▶ _Your task_: Report each line below that contains the word "Mark", copying every such line in full.

▶ _Input_:
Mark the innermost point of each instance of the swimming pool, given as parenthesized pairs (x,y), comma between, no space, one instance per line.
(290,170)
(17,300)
---
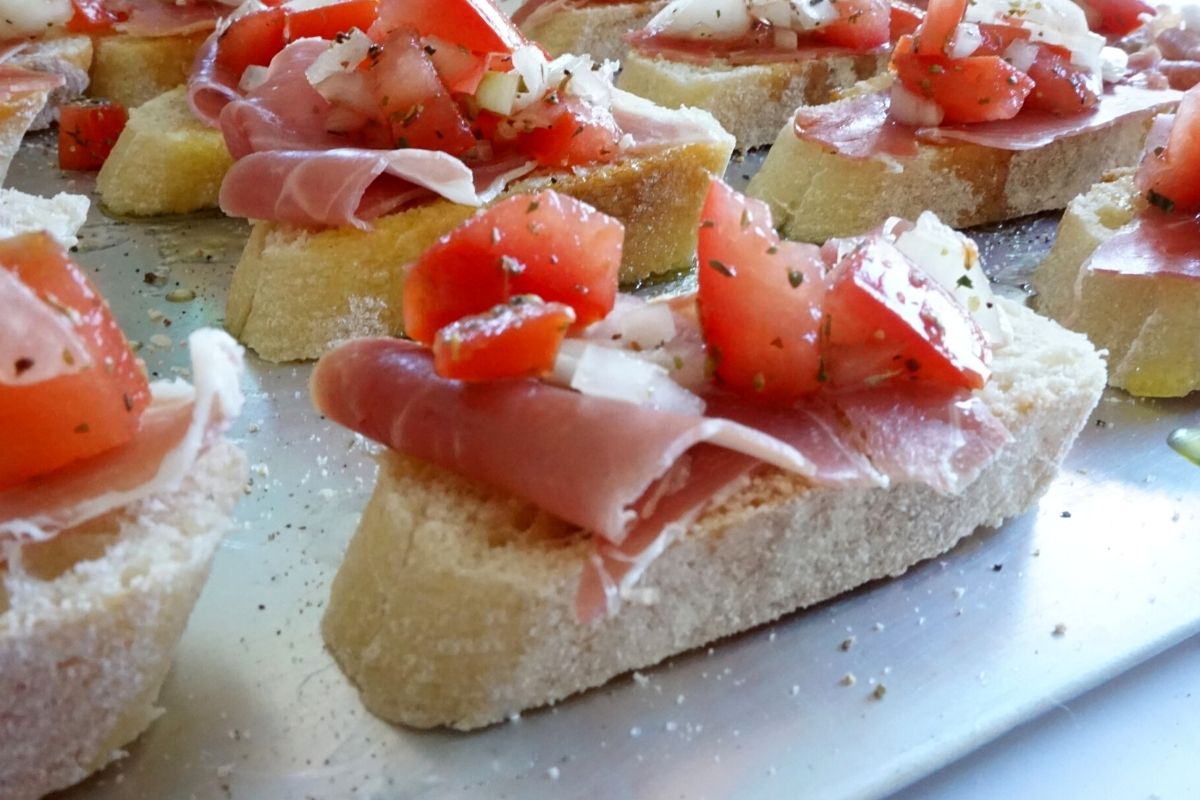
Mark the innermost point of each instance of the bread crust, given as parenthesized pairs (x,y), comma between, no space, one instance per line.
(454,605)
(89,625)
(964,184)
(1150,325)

▶ _The result_:
Mark the innermost point of each instance of the swimming pool, given as parenthesized pairs (x,y), comma between, no space, one instance per line.
Mark the innermost point of each instance of the bread crust, given as parenthesized pairs (x,y), comma between, no space, one instance per line.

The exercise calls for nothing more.